A cada dia que passa, tenho a estranha sensação de que sei menos. E, acredite, isso tem sido uma das maiores graças que Deus me deu.

Olhando para trás, para o adolescente de 15 anos que eu era, essa frase seria um absurdo. Naquela época, no auge do Ensino Médio, enquanto meus amigos sonhavam com carros e carreiras lucrativas, eu só conseguia pensar em uma coisa: Teologia.

Parecia um desejo estranho, até meio solitário. Quem troca o futebol ou o videogame pelo estudo das profecias da primeira vinda de Cristo? Pois é, esse era eu. Lembro de passar horas debruçado sobre os Evangelhos, fascinado, me perguntando: “Como homens que viveram séculos antes de Jesus puderam descrever tantos detalhes sobre Ele?”

Tal inquietação me levou a devorar tudo o que eu podia, com as ferramentas que tinha: uma Bíblia e uma conexão de internet. Sozinho no meu quarto, eu já vivia a Teologia antes mesmo de sonhar com um diploma. Ali, naquele esforço amador e apaixonado, Deus já me ensinava a primeira lição: a busca por Ele começa secretamente, no lugar onde ninguém está aplaudindo.

------------------------------------

■ **Tarefa proposta a**:
Responda com base na página:
(i) Que idade é mencionada na lembrança da época do Ensino Médio?
(ii) Quais ferramentas estavam disponíveis para os estudos feitos no quarto?
(iii) Segundo a primeira lição citada, onde começa a busca por Deus?

■ **Dados do exercício**:
------------------------------------

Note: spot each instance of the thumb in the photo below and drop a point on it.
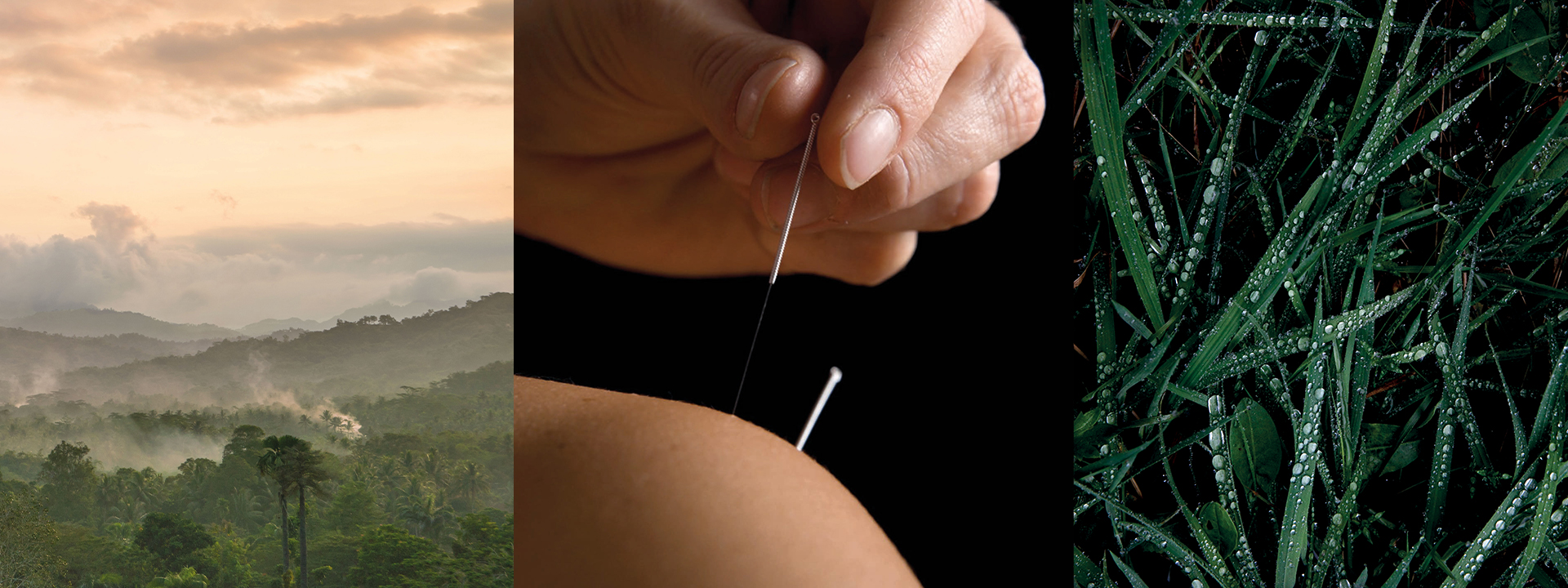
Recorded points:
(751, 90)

------------------------------------

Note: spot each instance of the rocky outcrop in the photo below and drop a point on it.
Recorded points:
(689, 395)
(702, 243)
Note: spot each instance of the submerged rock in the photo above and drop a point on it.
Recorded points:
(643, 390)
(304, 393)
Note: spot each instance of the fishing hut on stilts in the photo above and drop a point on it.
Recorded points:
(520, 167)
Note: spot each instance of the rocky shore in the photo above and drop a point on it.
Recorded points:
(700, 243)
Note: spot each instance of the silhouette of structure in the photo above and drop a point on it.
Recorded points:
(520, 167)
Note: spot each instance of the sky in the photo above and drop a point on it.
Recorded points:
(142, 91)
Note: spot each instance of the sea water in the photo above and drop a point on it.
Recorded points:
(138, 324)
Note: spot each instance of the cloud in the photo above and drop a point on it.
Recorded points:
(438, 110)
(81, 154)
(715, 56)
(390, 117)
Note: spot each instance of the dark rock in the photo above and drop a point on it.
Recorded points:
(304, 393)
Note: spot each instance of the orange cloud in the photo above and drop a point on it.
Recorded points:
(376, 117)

------------------------------------

■ **Tarefa proposta b**:
Informe cada linha dos registros que contenha a palavra "below". Diferencie maiúsculas de minúsculas.

■ **Resposta completa a**:
(i) 15 anos.
(ii) Uma Bíblia e uma conexão de internet.
(iii) Secretamente, no lugar onde ninguém está aplaudindo.

■ **Resposta completa b**:
Note: spot each instance of the thumb in the photo below and drop a point on it.
Note: spot each instance of the rocky outcrop in the photo below and drop a point on it.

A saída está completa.